───── DATA LINES ─────

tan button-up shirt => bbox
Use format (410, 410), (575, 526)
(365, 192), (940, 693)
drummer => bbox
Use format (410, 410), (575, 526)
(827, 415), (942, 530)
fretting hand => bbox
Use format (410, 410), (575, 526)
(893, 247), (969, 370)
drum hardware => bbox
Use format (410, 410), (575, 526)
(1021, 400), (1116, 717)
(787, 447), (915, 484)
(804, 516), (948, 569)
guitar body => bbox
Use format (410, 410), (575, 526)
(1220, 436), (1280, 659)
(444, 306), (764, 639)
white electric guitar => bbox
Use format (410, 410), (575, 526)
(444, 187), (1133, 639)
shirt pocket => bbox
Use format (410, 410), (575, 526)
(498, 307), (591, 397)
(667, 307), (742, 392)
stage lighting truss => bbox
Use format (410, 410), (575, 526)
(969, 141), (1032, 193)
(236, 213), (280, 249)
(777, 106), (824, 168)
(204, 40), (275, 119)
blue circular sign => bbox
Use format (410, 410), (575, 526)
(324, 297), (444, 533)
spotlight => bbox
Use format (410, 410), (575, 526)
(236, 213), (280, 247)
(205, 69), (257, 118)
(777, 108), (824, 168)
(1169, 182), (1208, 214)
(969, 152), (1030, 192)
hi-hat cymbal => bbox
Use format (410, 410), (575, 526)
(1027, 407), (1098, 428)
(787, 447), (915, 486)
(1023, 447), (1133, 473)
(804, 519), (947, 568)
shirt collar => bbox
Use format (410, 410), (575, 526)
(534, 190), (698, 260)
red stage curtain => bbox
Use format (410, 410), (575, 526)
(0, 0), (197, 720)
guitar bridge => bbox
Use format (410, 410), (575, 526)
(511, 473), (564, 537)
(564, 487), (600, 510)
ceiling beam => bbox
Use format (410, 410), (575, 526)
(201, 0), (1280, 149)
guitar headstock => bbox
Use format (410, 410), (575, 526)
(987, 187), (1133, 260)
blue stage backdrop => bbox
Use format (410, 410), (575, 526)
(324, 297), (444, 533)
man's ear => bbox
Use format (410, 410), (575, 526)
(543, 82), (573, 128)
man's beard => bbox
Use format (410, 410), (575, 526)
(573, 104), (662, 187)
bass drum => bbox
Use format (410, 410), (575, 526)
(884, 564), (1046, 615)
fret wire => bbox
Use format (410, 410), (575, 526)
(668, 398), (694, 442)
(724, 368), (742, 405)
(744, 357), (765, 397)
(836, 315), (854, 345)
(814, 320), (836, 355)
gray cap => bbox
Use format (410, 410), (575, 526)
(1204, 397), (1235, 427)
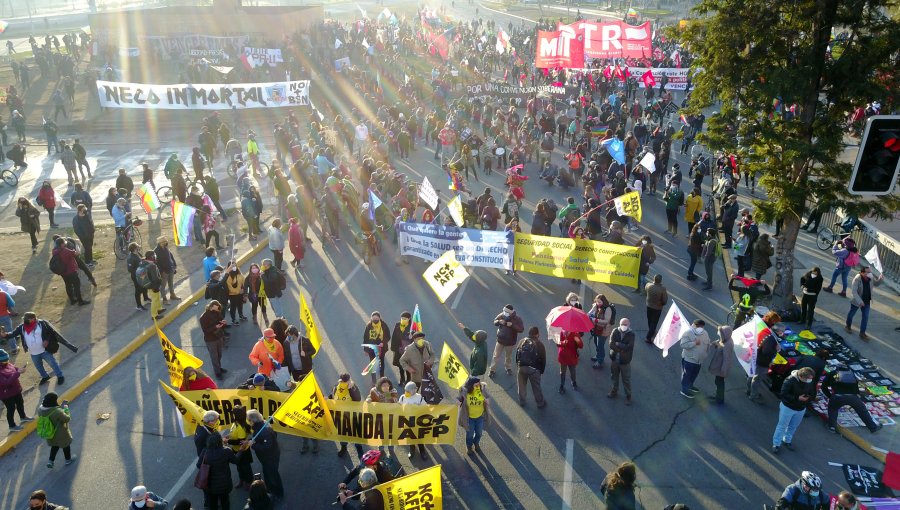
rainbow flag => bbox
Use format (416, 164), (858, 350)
(172, 200), (197, 246)
(137, 182), (162, 214)
(409, 303), (425, 334)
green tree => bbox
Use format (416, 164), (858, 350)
(678, 0), (900, 303)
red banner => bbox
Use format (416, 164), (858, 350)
(534, 30), (584, 69)
(558, 21), (653, 59)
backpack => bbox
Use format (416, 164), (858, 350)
(47, 252), (66, 276)
(37, 413), (56, 439)
(134, 260), (153, 289)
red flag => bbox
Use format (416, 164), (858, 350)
(881, 452), (900, 490)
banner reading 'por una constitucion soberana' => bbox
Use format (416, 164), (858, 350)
(176, 389), (459, 446)
(97, 80), (309, 110)
(398, 223), (512, 269)
(514, 233), (641, 287)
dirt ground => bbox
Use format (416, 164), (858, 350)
(0, 211), (213, 392)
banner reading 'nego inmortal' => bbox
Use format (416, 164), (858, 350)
(97, 80), (309, 110)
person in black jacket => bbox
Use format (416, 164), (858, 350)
(822, 367), (884, 434)
(247, 409), (284, 500)
(772, 367), (816, 454)
(800, 266), (822, 329)
(197, 432), (237, 510)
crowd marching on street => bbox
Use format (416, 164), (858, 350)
(0, 3), (900, 510)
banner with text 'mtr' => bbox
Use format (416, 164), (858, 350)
(97, 80), (309, 110)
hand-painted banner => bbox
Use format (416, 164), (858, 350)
(178, 389), (459, 446)
(398, 223), (512, 269)
(557, 21), (653, 58)
(628, 67), (694, 90)
(97, 80), (309, 110)
(513, 233), (641, 288)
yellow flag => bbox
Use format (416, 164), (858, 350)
(375, 464), (444, 510)
(614, 191), (641, 221)
(156, 328), (203, 388)
(273, 372), (334, 438)
(422, 250), (469, 303)
(438, 342), (469, 388)
(300, 292), (322, 357)
(159, 381), (206, 434)
(447, 194), (465, 228)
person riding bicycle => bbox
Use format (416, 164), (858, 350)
(775, 471), (830, 510)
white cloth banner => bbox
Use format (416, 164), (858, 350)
(653, 301), (688, 358)
(866, 245), (884, 274)
(97, 80), (309, 110)
(418, 177), (438, 213)
(244, 46), (284, 66)
(628, 67), (694, 90)
(731, 314), (768, 376)
(398, 223), (513, 269)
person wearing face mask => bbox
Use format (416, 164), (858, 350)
(775, 471), (831, 510)
(679, 319), (709, 398)
(362, 311), (391, 385)
(328, 372), (363, 459)
(800, 266), (822, 329)
(606, 317), (634, 406)
(488, 305), (525, 378)
(400, 331), (434, 387)
(844, 267), (884, 340)
(390, 312), (412, 385)
(772, 367), (816, 454)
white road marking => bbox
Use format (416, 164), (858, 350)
(563, 439), (575, 510)
(450, 278), (471, 310)
(331, 262), (363, 296)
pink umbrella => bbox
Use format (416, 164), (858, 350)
(547, 306), (594, 333)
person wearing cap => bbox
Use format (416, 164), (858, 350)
(400, 380), (428, 459)
(400, 331), (435, 387)
(457, 322), (487, 377)
(28, 489), (69, 510)
(488, 304), (525, 378)
(38, 391), (76, 469)
(249, 328), (284, 377)
(0, 349), (34, 431)
(128, 485), (169, 510)
(457, 377), (490, 455)
(328, 372), (363, 458)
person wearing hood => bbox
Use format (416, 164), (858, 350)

─────

▶ _TASK BRIEF_
Rewrite the rows from the line with "guitar headstock => bbox" to the line with "(884, 564), (1046, 615)", putting "kick drum" in place of "bass drum" and changing nothing else.

▶ _EXERCISE RESPONSE_
guitar headstock => bbox
Use format (410, 410), (575, 526)
(987, 187), (1133, 260)
blue stage backdrop => bbox
Use format (410, 410), (575, 526)
(324, 297), (444, 533)
man's ear => bbox
Use format (410, 410), (575, 526)
(543, 82), (573, 128)
man's beard => bbox
Use format (410, 410), (575, 526)
(573, 104), (662, 187)
kick drum => bbox
Use format (410, 410), (575, 526)
(884, 564), (1046, 615)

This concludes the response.